==== STORED DATA ====

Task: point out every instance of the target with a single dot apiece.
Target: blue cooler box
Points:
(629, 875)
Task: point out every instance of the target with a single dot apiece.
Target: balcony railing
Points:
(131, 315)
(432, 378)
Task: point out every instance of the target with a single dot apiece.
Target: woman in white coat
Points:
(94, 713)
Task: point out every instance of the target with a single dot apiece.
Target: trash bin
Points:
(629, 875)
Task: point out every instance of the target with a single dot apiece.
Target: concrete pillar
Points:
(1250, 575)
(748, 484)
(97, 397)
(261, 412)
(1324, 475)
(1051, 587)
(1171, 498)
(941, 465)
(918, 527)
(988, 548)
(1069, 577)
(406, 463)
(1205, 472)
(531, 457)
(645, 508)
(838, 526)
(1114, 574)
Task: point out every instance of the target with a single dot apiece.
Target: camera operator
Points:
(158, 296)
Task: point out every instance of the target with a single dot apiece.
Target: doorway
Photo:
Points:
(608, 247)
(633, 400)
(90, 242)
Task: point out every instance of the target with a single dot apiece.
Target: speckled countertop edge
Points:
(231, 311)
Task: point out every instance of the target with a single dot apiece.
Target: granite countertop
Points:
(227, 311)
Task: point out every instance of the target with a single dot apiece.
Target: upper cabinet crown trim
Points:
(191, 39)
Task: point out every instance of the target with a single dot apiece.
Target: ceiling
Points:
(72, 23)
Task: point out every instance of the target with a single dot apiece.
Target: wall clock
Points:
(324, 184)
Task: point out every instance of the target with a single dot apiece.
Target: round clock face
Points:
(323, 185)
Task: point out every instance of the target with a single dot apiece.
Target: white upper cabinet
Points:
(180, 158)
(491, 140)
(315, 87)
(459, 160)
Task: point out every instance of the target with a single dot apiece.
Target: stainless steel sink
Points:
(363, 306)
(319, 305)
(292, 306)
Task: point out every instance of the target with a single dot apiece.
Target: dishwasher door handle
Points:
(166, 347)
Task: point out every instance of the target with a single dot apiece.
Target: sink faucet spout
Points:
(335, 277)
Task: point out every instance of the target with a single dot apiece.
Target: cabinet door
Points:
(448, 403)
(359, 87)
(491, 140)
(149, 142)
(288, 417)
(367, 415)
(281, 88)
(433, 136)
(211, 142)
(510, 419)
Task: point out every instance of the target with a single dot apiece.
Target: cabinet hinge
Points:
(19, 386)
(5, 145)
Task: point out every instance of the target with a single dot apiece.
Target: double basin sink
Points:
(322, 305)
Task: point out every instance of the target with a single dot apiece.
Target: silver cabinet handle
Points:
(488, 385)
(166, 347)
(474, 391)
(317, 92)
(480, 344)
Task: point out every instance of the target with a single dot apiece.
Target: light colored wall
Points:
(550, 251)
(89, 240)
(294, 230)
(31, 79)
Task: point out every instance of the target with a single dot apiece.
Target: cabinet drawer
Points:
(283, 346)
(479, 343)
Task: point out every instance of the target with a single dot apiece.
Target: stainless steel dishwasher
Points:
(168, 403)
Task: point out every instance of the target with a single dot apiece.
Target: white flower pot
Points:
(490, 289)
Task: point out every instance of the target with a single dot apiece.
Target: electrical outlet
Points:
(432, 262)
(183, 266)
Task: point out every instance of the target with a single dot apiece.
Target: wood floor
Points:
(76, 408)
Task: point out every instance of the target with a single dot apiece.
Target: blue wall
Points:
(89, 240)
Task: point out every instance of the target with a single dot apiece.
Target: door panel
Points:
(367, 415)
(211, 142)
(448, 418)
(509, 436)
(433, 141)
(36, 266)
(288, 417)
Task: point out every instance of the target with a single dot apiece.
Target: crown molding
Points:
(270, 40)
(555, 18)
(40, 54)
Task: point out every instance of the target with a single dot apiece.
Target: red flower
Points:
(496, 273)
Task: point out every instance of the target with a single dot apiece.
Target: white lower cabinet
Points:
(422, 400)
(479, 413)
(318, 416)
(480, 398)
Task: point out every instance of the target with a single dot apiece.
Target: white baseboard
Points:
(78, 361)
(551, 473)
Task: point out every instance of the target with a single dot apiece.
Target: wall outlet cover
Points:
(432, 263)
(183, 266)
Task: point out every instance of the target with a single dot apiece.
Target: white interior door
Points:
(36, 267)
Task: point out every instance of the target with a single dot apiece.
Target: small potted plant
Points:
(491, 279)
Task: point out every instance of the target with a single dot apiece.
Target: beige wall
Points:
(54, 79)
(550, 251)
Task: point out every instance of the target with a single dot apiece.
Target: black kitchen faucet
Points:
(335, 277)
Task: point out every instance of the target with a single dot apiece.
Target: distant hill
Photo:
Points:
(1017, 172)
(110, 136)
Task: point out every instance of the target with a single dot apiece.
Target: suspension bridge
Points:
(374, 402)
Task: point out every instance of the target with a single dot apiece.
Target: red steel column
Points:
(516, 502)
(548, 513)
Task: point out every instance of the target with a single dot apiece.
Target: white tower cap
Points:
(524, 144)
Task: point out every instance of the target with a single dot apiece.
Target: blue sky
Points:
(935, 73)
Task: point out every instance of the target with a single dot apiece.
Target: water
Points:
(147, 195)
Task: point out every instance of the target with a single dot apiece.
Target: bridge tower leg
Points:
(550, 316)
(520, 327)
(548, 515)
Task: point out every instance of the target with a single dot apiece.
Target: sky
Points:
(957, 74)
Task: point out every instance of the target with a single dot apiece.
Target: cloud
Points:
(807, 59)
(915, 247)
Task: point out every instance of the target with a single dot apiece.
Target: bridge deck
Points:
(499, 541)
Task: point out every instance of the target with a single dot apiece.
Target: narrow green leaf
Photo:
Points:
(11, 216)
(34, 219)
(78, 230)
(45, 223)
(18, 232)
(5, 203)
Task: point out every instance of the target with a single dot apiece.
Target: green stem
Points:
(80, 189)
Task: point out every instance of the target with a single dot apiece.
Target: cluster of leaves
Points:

====

_HOW TO COMPLETE THIS TASK_
Of the lines above, copy each that contains "green".

_RESPONSE TO THIS EXERCISE_
Target: narrow green leaf
Target: green stem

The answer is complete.